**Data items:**

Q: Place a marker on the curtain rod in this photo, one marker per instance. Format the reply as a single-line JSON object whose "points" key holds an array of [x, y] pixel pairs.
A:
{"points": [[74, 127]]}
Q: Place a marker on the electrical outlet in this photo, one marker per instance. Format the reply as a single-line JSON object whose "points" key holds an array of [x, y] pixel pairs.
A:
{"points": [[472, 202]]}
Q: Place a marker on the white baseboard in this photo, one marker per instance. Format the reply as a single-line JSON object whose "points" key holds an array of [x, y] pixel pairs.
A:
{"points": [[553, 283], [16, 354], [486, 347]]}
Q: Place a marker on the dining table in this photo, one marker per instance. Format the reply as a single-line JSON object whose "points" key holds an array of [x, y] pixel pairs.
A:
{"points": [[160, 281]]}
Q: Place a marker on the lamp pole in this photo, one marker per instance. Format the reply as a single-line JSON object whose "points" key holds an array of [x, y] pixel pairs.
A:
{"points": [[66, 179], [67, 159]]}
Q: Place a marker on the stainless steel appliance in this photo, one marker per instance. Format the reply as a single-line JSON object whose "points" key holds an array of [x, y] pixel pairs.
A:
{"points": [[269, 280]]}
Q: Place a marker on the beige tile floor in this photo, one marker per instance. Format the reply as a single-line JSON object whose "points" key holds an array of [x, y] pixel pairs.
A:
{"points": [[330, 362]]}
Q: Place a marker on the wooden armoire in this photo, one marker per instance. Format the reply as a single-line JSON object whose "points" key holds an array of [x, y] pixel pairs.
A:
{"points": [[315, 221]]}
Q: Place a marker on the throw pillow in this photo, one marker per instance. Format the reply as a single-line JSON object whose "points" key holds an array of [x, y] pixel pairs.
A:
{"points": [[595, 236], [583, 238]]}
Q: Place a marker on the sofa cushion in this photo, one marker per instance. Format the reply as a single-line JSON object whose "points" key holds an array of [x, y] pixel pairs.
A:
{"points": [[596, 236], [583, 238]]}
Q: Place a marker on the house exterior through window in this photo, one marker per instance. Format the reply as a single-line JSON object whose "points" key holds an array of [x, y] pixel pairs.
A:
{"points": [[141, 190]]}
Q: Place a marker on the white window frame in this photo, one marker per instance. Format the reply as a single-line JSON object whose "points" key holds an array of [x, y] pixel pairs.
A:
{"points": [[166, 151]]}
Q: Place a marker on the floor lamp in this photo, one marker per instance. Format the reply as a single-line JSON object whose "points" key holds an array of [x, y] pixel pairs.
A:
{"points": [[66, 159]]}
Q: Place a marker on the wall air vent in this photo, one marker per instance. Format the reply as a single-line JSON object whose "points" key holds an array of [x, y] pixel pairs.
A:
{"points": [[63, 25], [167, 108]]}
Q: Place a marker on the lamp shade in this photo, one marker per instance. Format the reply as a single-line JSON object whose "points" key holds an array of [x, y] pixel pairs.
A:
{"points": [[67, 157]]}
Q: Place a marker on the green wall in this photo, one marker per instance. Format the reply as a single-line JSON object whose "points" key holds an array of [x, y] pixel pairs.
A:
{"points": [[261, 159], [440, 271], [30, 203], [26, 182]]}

**The task:**
The data must be given again in full. Keep every line identical.

**Solution for this task:**
Q: Place a marker on the curtain rod in this photo, one marker per instance. Format the reply as a single-line JSON object whose "points" key holds an array of [x, y] pixel pairs.
A:
{"points": [[74, 127]]}
Q: Place a marker on the electrical outlet in this photo, one marker per instance. Format the reply as a single-line JSON object whose "points" key holds an array of [x, y] pixel pairs.
A:
{"points": [[472, 202]]}
Q: Place a marker on the white baseboard in this photo, one marker per instance. Format the reply as a single-line JSON object whose "points" key holds an array of [x, y] pixel pairs.
A:
{"points": [[553, 283], [16, 354], [486, 347]]}
Q: Place a marker on the dining table in this photo, one marker per instance. Format the reply as a single-line JSON object whose "points" key holds an array of [x, y] pixel pairs.
A:
{"points": [[160, 281]]}
Q: Place a marker on the lamp pole in this photo, one marker per instance. Format the reply as a single-line JSON object whose "points" key holds an array of [x, y] pixel pairs.
A:
{"points": [[66, 179], [67, 159]]}
Q: Place a marker on the stainless steel appliance in this photo, one marker per instance. Format the reply as a single-line JSON object whose "points" key holds an array of [x, y] pixel pairs.
A:
{"points": [[269, 280]]}
Q: Place a marker on the beige tile floor in this photo, one marker per instance. Format the reply as a single-line JSON object whose "points" key holds an array of [x, y] pixel pairs.
A:
{"points": [[330, 362]]}
Q: Place a marker on the wooden armoire in this photo, one marker per instance. Format the reply as a single-line JSON object whose "points" key holds an array of [x, y] pixel pairs.
A:
{"points": [[315, 221]]}
Q: Place a marker on the throw pillow in this photo, one marker per instance. Format the reply as a single-line JSON object whose "points" key holds an array of [x, y] pixel pairs.
A:
{"points": [[595, 236], [583, 238]]}
Q: Place a marker on the sofa cushion in this photo, one marker per instance. Format the reply as a single-line JSON object whose "points" key holds an array of [x, y] pixel pairs.
A:
{"points": [[596, 236], [583, 238]]}
Q: Place a marker on the house exterior through window in this photo, one marker per instance. Format the reply as a single-line JSON object whose "points" key holds an array of [x, y] pixel pairs.
A:
{"points": [[141, 190]]}
Q: Place a marker on the white window frame in this photo, one marker per instance. Format the reply as a single-line JSON object whose "points" key holds an array of [x, y] pixel pairs.
A:
{"points": [[166, 151]]}
Q: Place a marker on the floor lamp in this photo, one marker per instance. Format the reply as a single-line JSON object whose "points" key holds an array of [x, y] pixel pairs.
A:
{"points": [[66, 159]]}
Q: Place a marker on the wall air vent in this photo, one marker per instance. Format the reply as a single-line JSON object whose "points" key holds an array of [x, y] pixel pairs.
A:
{"points": [[63, 25], [167, 108]]}
Q: Place a marker on the lamp shade in this photo, one marker per instance. Format the reply as a single-line JSON object whose "points" key holds an array of [x, y] pixel pairs.
A:
{"points": [[67, 157]]}
Q: Place a marker on the green wall in this photo, one marker per instance. Format the reply as a single-line JSON object whose "points" key holds an array of [x, y] pixel pairs.
A:
{"points": [[261, 159], [440, 271], [30, 203], [26, 182]]}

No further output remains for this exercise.